→ **WRITTEN PROBLEM**
In the records below, copy word for word every line from the one that contains "the player's outstretched" through the one that contains "[(124, 152), (389, 112), (134, 120), (181, 131)]", including both of those lines.

[Items from a dataset]
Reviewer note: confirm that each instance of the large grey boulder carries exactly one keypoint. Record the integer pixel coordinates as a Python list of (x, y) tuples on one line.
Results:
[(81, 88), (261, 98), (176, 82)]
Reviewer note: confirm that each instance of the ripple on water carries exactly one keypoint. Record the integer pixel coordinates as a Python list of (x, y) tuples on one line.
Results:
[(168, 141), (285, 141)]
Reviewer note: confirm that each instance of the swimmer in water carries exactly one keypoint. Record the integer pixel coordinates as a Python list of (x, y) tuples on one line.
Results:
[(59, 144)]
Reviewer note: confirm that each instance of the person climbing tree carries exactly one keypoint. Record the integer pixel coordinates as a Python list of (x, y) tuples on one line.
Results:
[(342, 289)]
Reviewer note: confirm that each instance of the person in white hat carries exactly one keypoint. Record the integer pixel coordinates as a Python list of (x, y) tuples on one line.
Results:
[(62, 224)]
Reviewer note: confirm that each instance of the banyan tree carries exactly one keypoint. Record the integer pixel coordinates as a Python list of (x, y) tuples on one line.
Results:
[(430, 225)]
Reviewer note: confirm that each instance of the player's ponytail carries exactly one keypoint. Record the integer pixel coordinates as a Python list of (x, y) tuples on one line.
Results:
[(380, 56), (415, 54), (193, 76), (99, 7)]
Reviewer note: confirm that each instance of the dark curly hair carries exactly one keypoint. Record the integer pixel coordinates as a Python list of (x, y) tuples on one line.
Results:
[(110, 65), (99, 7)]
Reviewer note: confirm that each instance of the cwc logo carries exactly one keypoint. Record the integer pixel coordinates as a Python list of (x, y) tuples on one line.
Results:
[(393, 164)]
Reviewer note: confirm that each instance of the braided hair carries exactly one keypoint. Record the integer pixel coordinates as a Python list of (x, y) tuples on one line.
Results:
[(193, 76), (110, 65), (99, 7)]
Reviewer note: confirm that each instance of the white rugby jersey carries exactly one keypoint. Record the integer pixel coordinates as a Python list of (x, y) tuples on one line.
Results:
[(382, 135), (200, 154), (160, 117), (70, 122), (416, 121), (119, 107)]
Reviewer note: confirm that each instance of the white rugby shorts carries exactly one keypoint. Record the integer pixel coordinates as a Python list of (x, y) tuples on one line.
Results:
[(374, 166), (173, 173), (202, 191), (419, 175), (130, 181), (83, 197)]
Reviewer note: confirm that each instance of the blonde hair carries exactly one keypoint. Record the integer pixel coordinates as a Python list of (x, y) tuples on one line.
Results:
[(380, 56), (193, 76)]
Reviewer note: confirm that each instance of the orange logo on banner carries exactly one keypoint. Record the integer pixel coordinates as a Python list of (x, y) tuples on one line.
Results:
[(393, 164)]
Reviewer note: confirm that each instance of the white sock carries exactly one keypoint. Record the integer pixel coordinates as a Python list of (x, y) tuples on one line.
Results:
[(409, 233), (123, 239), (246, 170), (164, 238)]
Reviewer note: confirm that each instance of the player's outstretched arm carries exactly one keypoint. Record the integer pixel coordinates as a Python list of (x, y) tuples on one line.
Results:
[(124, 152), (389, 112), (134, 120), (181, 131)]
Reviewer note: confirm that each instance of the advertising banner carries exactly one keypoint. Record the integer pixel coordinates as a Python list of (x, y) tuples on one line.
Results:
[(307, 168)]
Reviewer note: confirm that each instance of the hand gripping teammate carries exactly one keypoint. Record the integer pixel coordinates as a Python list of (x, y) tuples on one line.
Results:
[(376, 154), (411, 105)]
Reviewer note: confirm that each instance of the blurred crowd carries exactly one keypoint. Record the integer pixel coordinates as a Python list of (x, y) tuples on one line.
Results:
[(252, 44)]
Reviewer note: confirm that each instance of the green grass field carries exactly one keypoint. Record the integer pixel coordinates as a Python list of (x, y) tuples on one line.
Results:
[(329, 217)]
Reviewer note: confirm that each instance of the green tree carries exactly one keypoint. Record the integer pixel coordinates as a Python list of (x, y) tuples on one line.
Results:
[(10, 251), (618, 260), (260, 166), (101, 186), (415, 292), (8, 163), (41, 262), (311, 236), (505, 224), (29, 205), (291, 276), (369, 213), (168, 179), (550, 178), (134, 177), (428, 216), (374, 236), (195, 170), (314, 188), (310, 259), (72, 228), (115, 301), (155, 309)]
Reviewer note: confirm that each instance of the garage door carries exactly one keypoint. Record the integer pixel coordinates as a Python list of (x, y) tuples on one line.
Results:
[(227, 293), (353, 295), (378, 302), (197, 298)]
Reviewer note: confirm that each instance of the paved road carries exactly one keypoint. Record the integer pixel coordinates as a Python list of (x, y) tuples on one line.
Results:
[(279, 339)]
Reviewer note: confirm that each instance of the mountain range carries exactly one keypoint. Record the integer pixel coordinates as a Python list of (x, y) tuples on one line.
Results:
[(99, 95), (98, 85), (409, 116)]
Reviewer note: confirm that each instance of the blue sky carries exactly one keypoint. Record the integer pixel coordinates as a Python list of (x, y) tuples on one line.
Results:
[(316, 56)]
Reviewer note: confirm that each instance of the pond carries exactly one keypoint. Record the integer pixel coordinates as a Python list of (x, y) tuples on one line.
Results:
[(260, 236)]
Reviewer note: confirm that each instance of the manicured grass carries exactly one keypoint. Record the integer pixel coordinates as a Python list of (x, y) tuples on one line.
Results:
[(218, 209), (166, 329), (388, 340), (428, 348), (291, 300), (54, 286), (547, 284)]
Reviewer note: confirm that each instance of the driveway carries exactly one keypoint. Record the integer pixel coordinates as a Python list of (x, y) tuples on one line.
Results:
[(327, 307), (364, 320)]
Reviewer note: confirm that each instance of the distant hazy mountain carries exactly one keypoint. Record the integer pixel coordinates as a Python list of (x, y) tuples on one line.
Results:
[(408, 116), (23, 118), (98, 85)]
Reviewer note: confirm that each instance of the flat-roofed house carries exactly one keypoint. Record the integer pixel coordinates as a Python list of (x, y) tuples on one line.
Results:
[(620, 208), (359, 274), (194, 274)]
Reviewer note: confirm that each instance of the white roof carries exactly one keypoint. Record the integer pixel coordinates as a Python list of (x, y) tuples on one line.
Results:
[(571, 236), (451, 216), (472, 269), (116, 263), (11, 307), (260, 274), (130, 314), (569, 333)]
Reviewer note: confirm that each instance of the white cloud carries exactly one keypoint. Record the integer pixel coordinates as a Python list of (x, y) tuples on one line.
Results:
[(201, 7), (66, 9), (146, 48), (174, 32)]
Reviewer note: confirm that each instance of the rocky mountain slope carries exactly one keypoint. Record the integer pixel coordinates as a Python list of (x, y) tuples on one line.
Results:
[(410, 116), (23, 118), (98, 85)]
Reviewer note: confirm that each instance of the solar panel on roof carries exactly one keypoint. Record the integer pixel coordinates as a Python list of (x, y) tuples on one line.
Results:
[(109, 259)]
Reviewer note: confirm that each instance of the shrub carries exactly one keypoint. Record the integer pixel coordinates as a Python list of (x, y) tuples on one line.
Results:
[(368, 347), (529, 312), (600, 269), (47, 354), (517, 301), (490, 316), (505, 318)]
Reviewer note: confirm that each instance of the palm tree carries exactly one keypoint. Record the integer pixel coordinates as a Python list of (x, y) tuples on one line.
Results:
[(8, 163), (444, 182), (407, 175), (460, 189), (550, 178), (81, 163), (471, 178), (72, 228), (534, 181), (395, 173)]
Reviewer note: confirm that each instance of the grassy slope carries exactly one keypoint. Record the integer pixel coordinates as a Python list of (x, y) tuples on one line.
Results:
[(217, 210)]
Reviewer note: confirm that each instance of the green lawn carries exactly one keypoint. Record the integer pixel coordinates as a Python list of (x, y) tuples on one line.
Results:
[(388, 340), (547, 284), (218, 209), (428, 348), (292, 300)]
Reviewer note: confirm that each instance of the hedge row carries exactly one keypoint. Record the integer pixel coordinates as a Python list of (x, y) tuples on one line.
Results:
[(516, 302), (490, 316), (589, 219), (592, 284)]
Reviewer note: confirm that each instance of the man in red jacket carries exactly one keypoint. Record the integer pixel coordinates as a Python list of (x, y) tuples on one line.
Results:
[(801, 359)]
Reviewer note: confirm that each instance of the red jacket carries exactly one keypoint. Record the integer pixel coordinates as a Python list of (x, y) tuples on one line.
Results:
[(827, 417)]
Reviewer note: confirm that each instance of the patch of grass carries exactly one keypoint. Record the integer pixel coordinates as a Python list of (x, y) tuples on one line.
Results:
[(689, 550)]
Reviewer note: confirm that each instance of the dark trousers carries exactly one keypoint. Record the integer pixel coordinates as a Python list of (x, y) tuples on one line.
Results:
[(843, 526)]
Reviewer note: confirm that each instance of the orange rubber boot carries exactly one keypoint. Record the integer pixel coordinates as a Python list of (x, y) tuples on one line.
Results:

→ **SOLUTION TO THIS EXERCISE**
Reviewer note: confirm that each instance of the player's outstretched arm carries exactly one keypoint. Record the integer pixel coordinates as a Python list of (x, y) tuples on one line.
Results:
[(124, 152), (389, 112), (134, 120), (181, 131)]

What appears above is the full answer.